§ PROBLEM DETAILS: Transcribe all of the records below word for word, omitting the pictures.

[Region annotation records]
++++++
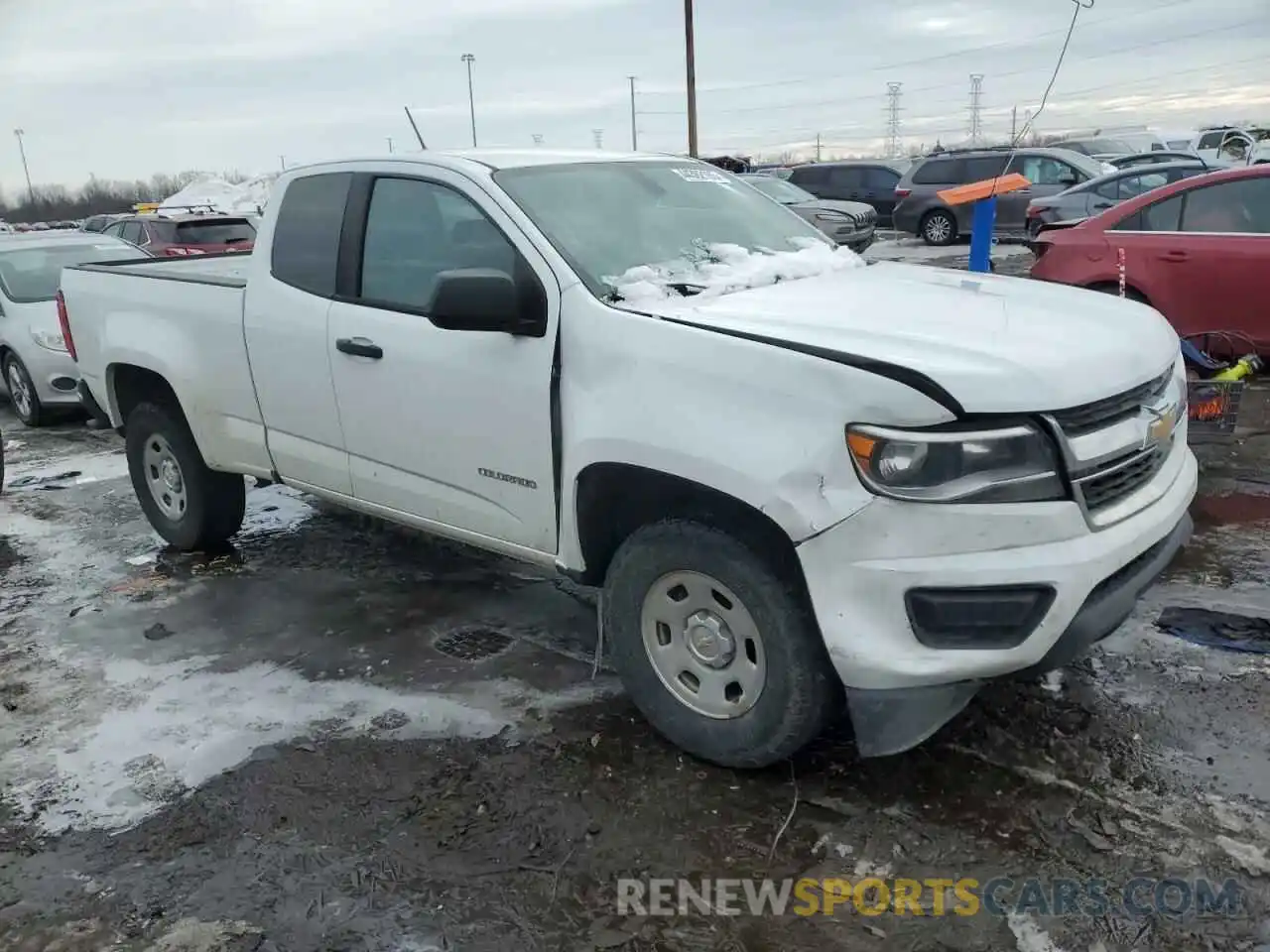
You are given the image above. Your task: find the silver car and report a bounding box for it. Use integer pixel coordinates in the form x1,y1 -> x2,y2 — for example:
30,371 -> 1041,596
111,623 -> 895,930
739,173 -> 877,254
1028,159 -> 1211,239
0,231 -> 150,426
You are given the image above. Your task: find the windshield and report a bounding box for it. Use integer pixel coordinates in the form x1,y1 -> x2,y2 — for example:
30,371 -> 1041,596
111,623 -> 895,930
494,162 -> 831,298
742,176 -> 816,204
0,239 -> 137,303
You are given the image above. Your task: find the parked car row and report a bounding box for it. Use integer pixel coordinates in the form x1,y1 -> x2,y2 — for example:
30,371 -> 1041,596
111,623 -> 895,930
1031,164 -> 1270,354
0,231 -> 149,426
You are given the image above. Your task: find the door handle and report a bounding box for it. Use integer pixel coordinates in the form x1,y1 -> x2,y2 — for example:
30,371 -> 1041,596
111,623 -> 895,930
335,337 -> 384,361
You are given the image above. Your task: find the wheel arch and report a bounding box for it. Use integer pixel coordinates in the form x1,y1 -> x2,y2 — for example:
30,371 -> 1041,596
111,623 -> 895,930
574,462 -> 807,595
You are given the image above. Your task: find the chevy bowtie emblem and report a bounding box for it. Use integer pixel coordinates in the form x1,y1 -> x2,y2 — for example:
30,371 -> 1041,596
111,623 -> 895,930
1142,404 -> 1178,449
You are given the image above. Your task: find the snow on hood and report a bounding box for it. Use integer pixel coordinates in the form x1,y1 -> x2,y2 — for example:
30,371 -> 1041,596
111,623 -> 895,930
603,239 -> 865,307
159,173 -> 278,214
618,251 -> 1178,413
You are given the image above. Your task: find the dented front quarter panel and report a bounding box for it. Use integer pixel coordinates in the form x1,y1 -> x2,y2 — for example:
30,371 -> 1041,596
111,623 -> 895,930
560,279 -> 953,568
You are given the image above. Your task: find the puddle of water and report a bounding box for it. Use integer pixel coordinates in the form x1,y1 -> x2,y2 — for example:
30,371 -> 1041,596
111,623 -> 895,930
1192,493 -> 1270,530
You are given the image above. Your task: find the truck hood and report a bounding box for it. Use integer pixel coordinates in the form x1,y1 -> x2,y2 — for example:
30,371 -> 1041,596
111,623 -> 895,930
629,263 -> 1179,413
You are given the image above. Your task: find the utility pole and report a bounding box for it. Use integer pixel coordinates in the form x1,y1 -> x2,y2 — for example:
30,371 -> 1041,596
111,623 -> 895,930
684,0 -> 698,159
886,82 -> 904,159
626,76 -> 639,153
458,54 -> 476,149
401,105 -> 428,151
13,130 -> 36,205
970,72 -> 983,146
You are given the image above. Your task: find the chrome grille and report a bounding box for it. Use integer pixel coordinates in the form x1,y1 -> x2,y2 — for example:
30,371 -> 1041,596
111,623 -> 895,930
1051,367 -> 1174,436
1074,440 -> 1172,516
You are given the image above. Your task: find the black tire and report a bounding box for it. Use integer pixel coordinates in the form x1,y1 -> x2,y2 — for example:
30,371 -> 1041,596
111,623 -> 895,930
126,404 -> 246,552
4,353 -> 49,426
918,208 -> 956,248
602,520 -> 843,768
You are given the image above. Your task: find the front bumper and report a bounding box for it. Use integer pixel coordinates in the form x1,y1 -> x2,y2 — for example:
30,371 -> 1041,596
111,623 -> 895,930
798,441 -> 1198,756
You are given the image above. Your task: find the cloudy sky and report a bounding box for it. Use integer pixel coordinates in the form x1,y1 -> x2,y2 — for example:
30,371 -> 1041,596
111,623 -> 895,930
0,0 -> 1270,194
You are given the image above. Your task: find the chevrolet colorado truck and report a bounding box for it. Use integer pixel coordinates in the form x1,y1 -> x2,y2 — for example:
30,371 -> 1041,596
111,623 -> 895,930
60,149 -> 1197,767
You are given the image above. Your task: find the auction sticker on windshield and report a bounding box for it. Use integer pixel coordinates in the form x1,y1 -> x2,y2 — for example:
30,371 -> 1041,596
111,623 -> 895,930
675,169 -> 727,185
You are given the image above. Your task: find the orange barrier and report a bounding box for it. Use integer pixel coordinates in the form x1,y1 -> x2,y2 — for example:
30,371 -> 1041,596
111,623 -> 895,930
936,172 -> 1031,204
++++++
§ CORRECT ANSWER:
You are given the image above. Your task: find the silver car and report a bounding box for it. Use integer pixel coordinates in the form x1,y1 -> x2,y2 — for example:
30,371 -> 1041,596
111,623 -> 895,930
739,173 -> 877,254
1028,159 -> 1211,239
0,231 -> 150,426
You are given the image above. Your task: find the windshield and report a bounding box for it. Use integer pixel coordinates in the form x1,y1 -> x2,y2 — for example:
30,371 -> 1041,596
111,623 -> 895,930
494,162 -> 831,298
742,176 -> 816,204
0,239 -> 137,303
You are given the image above. Your task: find the parked car row and report a bounding box for it. Use integer pixel coordinates in the form x1,y1 -> x2,y2 — for example:
30,371 -> 1041,596
111,623 -> 895,930
1031,164 -> 1270,354
0,231 -> 149,426
You are given the image above. Your task: find the door handle and report a bounding box for it. Use integer pixel coordinates in the form x1,y1 -> x2,y2 — for example:
30,371 -> 1041,596
111,623 -> 895,930
335,337 -> 384,361
You are given the image above. Your task: find the wheel arch and report a bounding box for it. Use integer pixel coordinates in the form x1,y1 -> x2,y2 — for example:
30,371 -> 1041,596
111,623 -> 895,930
574,462 -> 807,595
You are given the image above. Your task: find the chevy bowtie emblem and report a bounding box for it. Use integer pixel coordinates in the form x1,y1 -> x2,y2 — for example:
30,371 -> 1041,596
111,623 -> 895,930
1142,404 -> 1178,449
You are given the image above. Your task: find the snow on hood and report a bounding box for it. Use integer pixel coordinates in the form x1,y1 -> x2,y2 — for example:
30,371 -> 1041,596
111,623 -> 895,930
603,239 -> 865,307
159,173 -> 278,214
618,251 -> 1178,413
You are given the image above. Your task: find the dented front quarter panel and report a bounding box for it. Use integer pixel coordinates in the form x1,y1 -> x2,y2 — for example:
30,371 -> 1041,596
111,623 -> 895,930
560,279 -> 953,568
You are given the image above. Your task: find the puddle of water and report a bounding box for it. Use integer pixel coordinates in the form x1,y1 -> x2,y2 — for example:
30,371 -> 1041,596
111,623 -> 895,930
1192,493 -> 1270,530
You are given the image above. Your task: find the truck hood and report a bounding box for it. Use integer pixel coordinates in the form x1,y1 -> x2,y2 — for example:
30,371 -> 1041,596
111,623 -> 895,930
629,263 -> 1179,413
You are given the image above. Your task: find the utility pole and report a bounding box for it. Use integer pixel coordinates in the form x1,y1 -> x2,y2 — for example:
30,371 -> 1041,596
111,623 -> 895,930
684,0 -> 698,159
886,82 -> 904,159
626,76 -> 639,153
458,54 -> 476,149
401,105 -> 428,151
13,130 -> 36,205
970,72 -> 983,146
You are given the image above. Your task: find the chrome grille and report a bounding box for it. Use integer pixel coordinates in the form x1,y1 -> x2,y2 — for example:
30,371 -> 1041,596
111,623 -> 895,930
1051,367 -> 1174,436
1074,440 -> 1172,516
You are given the image above. Your task: find the black tire and report a bounding box for it. Use integer pixel coordinates in the form x1,y1 -> x2,y2 — for example:
30,371 -> 1041,596
111,623 -> 895,930
126,404 -> 246,552
4,353 -> 49,426
918,208 -> 956,248
602,520 -> 843,768
You are given the image above. Your task: find the front bumper and report a bounding box for it. Use integer pixel coordinates in the form x1,y1 -> x2,y2 — for example:
30,371 -> 1041,596
111,623 -> 895,930
798,441 -> 1198,756
You are given the image above. Your task: find the cloudy sky and report a bounding box for it. Use integer pixel coordinates in the form x1,y1 -> x2,y2 — for example:
30,371 -> 1041,596
111,623 -> 895,930
0,0 -> 1270,194
You are given the image above. Your task: find the chevrolet colorado truck and report a bounding box for it. Use integer pixel coordinates in the form x1,y1 -> x2,y2 — for example:
30,371 -> 1041,596
111,623 -> 895,930
60,149 -> 1197,767
You are given the image above. Your task: find the auction sticker on windshield and report a bounding box for it. Use integer pixel coordinates in the form x1,y1 -> x2,y2 — for example:
30,371 -> 1041,596
111,623 -> 895,930
675,169 -> 727,185
You are given the image above. Your task: find the orange barrier and report a bounding box for it. Use integer pixel coordinates in the form x1,y1 -> x2,y2 — for example:
30,371 -> 1041,596
111,623 -> 895,930
936,172 -> 1031,204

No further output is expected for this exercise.